■ **Work instruction**: Return the entire Biocosmology thesis description below word for word, with nothing left out or changed.
----- Text section -----
Thesis

Biocosmology: evolving state space and simulating the Adjacent Possible 


Details

  • Call:

    PT-CERN Call 2021/2

  • Academic Year:

    2021

  • Domain:

    Astroparticle Physics

  • Supervisor:

    Andrew Liddle

  • Co-Supervisor:

    Marina Cortês

  • Institution:

    FCUL (Universidade de Lisboa)

  • Host Institution:

    IA - Instituto de Astrofísica e Ciências do Espaço

  • Abstract:

    Project supervisors Marina Cortês and Andrew Liddle are founding a new scientific discipline that we call Biocosmology. In an ongoing collaboration with Stuart Kauffman (Seattle) and Lee Smolin (Perimeter Institute, Canada), we are proposing a new way of viewing physical laws, particularly emergent phenomena, that can permit incorporation of biological systems into cosmological models. It is the first bridge connecting cosmology and biology, scientific areas which were previously disconnected though lack of a common mathematical framework and tools. Biocosmology allows us to see life through the lens of black holes, dark energy, and dark matter. It is the first quantification, ever, of the value of our planet before the vastness of the cosmos. We will be submitting three papers to initiate this topic at the start of 2022 [1,2,3]. These papers open numerous avenues for further development, and tie in with renewed interest in emergent phenomena across a range of sciences. This includes challenges to the longstanding reliance on reductionist approaches. One of the main principles in our initial work is to allow for the possible evolution of the physical state space of the Universe, as it and its contained biospheres develop. This PhD project has the goal of investigating the consequences of such evolution both from a mathematical point of view through simulations, and from a physical point of view by connecting to ideas of information and entropy, particularly in connection with cosmic horizons. In parallel the student will develop models of fundamental time irreversibility using Cortês and Smolin’s Energetic Causal Set (ECS) framework [4], to create an emergent space-time model that may connect to and underpin these ideas; this particular collaboration is already underway.
----- Data -----
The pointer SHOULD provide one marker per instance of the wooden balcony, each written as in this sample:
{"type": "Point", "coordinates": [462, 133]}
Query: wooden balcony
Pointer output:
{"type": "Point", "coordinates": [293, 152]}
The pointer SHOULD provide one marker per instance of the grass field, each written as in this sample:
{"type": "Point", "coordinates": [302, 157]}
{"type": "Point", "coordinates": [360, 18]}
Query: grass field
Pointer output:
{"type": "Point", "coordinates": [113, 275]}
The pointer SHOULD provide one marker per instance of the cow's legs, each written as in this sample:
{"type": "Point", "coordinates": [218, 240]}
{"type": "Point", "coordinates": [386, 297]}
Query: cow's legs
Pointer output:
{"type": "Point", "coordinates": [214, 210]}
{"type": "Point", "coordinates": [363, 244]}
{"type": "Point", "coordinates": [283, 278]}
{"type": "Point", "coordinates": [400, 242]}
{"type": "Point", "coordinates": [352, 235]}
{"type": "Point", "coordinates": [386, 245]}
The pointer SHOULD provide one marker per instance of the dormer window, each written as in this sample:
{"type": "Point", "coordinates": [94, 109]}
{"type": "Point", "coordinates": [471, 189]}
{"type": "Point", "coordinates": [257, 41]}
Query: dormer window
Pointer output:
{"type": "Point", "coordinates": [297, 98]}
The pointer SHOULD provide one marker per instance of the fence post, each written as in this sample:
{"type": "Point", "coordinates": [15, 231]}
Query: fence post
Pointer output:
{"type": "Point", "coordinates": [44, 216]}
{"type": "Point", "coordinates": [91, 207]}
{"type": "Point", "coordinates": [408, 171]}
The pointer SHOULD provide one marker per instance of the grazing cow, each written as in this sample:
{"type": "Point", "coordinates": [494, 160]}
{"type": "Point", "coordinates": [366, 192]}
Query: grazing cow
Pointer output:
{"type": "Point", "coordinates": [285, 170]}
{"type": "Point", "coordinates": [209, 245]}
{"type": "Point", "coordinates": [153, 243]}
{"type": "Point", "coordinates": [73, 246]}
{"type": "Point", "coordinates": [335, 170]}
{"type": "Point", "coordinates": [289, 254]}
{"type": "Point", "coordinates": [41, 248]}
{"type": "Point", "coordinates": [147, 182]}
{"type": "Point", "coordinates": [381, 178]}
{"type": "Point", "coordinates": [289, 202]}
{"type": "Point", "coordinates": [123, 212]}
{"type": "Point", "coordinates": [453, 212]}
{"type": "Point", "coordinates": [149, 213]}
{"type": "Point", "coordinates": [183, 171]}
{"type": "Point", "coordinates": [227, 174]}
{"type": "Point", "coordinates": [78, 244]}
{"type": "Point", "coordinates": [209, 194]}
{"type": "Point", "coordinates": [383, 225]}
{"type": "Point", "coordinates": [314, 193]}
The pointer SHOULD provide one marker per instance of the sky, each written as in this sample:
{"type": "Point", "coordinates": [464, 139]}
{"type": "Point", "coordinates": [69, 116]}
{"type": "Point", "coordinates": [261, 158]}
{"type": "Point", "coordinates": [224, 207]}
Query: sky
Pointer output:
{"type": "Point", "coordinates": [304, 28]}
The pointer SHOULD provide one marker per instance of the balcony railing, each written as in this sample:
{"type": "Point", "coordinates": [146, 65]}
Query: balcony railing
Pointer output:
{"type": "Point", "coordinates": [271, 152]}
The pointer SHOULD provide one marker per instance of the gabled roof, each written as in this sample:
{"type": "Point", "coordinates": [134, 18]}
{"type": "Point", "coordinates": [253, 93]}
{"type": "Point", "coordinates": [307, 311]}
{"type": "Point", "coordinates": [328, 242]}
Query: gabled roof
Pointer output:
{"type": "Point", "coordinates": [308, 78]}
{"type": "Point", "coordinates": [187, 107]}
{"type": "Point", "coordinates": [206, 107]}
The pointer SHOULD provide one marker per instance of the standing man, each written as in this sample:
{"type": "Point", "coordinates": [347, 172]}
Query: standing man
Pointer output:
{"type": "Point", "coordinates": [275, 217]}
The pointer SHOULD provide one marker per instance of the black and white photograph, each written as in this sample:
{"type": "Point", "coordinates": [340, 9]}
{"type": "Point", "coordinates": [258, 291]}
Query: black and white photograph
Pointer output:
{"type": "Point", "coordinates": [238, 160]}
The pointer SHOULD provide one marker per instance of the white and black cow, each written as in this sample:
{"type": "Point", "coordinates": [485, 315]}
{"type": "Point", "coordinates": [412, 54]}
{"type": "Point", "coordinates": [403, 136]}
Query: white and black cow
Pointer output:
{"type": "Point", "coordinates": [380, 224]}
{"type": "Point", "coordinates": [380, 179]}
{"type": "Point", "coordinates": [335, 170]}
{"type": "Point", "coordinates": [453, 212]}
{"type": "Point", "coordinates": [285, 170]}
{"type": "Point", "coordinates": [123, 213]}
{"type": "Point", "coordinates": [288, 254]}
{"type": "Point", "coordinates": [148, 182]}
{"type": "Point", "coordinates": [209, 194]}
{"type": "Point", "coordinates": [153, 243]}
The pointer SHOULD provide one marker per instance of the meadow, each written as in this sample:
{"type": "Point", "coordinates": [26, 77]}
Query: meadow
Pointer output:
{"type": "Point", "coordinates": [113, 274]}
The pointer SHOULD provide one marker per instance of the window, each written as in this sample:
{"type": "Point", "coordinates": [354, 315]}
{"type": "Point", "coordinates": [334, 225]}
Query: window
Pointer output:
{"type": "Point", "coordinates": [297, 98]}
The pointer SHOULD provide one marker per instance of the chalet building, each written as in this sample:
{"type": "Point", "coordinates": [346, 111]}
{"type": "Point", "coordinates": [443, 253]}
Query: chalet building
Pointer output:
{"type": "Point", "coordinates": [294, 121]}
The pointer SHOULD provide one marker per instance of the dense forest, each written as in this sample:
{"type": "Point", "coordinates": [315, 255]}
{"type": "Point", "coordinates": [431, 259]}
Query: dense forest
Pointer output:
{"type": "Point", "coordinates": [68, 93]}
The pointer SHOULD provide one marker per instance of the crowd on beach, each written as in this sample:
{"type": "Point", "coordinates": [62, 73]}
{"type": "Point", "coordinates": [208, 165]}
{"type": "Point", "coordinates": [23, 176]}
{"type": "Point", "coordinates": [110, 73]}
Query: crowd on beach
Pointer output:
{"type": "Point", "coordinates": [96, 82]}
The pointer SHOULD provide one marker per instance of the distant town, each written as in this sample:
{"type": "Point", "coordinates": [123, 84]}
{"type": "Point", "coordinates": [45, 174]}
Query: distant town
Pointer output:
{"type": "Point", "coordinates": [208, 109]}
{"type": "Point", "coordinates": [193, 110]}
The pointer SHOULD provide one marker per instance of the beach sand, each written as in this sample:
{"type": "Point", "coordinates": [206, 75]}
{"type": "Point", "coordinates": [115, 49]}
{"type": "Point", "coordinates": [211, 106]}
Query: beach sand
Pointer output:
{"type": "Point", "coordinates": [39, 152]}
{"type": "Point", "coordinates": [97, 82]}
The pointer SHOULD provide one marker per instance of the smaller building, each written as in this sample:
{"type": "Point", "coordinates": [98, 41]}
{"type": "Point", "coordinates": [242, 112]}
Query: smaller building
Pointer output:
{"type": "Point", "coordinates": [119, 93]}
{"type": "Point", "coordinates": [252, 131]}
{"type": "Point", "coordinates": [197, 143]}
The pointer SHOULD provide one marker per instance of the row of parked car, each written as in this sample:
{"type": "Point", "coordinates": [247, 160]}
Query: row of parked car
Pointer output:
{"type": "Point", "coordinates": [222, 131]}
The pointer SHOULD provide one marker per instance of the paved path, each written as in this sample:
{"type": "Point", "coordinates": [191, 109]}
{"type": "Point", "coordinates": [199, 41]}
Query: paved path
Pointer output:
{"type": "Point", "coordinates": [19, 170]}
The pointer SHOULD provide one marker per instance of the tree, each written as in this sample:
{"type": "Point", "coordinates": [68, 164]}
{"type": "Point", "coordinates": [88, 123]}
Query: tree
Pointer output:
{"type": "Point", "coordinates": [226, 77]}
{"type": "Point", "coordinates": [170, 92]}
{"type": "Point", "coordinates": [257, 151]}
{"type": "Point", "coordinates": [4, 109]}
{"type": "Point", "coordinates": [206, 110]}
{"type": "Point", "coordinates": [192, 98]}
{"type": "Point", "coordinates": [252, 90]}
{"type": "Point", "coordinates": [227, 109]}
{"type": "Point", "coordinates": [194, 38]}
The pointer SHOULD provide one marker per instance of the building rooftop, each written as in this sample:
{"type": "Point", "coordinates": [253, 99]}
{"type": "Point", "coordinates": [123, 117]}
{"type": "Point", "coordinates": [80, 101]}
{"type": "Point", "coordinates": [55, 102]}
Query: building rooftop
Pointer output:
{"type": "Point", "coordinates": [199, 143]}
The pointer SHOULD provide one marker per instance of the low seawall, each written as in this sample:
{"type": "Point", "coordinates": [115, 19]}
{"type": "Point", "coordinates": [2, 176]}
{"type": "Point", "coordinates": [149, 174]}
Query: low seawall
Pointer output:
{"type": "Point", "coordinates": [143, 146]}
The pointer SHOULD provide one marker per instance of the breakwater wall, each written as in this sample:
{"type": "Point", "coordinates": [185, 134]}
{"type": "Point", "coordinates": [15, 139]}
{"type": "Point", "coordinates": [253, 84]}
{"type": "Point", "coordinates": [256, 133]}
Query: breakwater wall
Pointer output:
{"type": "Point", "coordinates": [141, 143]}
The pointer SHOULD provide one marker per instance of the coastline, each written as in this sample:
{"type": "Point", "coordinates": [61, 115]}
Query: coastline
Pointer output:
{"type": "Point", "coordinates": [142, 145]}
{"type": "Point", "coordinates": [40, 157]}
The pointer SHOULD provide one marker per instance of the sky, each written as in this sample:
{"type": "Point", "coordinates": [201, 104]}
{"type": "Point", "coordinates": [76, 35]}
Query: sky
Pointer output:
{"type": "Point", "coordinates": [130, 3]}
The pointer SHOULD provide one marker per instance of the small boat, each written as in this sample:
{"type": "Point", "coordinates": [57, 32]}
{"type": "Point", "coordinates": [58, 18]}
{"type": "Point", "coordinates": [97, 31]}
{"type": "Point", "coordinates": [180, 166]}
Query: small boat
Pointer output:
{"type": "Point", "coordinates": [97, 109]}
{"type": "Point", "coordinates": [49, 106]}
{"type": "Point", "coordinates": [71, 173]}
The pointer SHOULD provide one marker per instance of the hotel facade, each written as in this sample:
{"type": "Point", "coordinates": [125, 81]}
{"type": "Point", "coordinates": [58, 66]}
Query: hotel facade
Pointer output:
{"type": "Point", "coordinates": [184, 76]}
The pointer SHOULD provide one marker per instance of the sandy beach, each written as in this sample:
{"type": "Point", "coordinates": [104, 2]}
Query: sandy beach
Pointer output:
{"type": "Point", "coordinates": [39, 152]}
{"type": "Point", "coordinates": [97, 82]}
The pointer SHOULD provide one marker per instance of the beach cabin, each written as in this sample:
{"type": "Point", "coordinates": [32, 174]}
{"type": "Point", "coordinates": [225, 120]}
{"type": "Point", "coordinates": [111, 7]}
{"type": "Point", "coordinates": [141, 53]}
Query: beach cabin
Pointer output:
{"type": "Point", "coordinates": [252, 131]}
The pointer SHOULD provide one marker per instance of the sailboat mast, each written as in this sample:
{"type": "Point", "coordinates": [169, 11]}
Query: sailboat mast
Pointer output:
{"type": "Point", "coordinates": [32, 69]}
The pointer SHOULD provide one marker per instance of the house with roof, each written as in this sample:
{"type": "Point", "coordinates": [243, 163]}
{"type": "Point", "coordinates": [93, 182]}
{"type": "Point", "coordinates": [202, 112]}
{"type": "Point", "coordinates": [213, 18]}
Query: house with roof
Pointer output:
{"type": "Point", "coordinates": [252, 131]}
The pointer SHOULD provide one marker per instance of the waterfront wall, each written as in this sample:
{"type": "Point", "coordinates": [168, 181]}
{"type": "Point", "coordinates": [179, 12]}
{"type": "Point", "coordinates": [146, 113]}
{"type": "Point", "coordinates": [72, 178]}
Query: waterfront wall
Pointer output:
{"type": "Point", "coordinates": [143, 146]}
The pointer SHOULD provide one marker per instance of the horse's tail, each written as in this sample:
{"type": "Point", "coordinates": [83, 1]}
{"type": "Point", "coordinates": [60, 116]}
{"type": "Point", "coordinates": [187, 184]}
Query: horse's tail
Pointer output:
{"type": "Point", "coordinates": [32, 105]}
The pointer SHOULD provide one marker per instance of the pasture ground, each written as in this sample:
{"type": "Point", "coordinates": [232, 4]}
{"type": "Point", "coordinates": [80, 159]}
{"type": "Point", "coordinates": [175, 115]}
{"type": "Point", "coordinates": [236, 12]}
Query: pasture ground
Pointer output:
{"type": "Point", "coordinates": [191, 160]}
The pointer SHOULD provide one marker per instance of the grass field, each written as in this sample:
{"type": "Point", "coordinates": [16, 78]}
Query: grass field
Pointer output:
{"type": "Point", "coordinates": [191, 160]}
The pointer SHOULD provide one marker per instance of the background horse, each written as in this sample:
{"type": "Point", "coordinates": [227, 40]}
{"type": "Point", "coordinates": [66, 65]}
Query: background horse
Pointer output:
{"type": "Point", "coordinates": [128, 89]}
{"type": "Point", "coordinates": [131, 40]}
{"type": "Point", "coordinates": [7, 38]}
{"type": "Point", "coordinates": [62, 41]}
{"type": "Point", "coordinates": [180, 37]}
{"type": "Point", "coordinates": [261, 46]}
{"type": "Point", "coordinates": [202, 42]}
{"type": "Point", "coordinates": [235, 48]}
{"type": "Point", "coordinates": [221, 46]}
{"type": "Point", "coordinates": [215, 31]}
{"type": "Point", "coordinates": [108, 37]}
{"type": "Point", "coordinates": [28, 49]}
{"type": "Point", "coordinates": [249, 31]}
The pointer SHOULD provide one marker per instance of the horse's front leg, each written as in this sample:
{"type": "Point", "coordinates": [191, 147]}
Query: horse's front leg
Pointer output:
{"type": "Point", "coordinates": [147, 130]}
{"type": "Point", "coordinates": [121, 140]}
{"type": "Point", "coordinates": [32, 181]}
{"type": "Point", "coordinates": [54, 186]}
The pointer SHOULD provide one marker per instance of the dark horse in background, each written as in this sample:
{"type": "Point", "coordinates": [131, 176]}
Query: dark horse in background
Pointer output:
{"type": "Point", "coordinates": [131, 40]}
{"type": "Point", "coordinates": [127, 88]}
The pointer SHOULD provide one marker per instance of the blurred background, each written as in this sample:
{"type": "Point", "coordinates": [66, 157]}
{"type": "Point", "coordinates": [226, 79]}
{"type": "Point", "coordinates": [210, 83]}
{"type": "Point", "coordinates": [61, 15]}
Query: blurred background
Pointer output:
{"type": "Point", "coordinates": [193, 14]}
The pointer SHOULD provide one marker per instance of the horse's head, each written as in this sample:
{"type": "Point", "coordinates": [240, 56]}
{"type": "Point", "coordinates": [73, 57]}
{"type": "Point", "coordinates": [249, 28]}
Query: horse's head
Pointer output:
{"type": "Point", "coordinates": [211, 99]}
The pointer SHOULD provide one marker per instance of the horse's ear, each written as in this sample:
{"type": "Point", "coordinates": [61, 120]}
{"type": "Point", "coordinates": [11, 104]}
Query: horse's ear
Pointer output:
-----
■ **Task answer**:
Thesis

Biocosmology: evolving state space and simulating the Adjacent Possible 


Details

  • Call:

    PT-CERN Call 2021/2

  • Academic Year:

    2021

  • Domain:

    Astroparticle Physics

  • Supervisor:

    Andrew Liddle

  • Co-Supervisor:

    Marina Cortês

  • Institution:

    FCUL (Universidade de Lisboa)

  • Host Institution:

    IA - Instituto de Astrofísica e Ciências do Espaço

  • Abstract:

    Project supervisors Marina Cortês and Andrew Liddle are founding a new scientific discipline that we call Biocosmology. In an ongoing collaboration with Stuart Kauffman (Seattle) and Lee Smolin (Perimeter Institute, Canada), we are proposing a new way of viewing physical laws, particularly emergent phenomena, that can permit incorporation of biological systems into cosmological models. It is the first bridge connecting cosmology and biology, scientific areas which were previously disconnected though lack of a common mathematical framework and tools. Biocosmology allows us to see life through the lens of black holes, dark energy, and dark matter. It is the first quantification, ever, of the value of our planet before the vastness of the cosmos. We will be submitting three papers to initiate this topic at the start of 2022 [1,2,3]. These papers open numerous avenues for further development, and tie in with renewed interest in emergent phenomena across a range of sciences. This includes challenges to the longstanding reliance on reductionist approaches. One of the main principles in our initial work is to allow for the possible evolution of the physical state space of the Universe, as it and its contained biospheres develop. This PhD project has the goal of investigating the consequences of such evolution both from a mathematical point of view through simulations, and from a physical point of view by connecting to ideas of information and entropy, particularly in connection with cosmic horizons. In parallel the student will develop models of fundamental time irreversibility using Cortês and Smolin’s Energetic Causal Set (ECS) framework [4], to create an emergent space-time model that may connect to and underpin these ideas; this particular collaboration is already underway.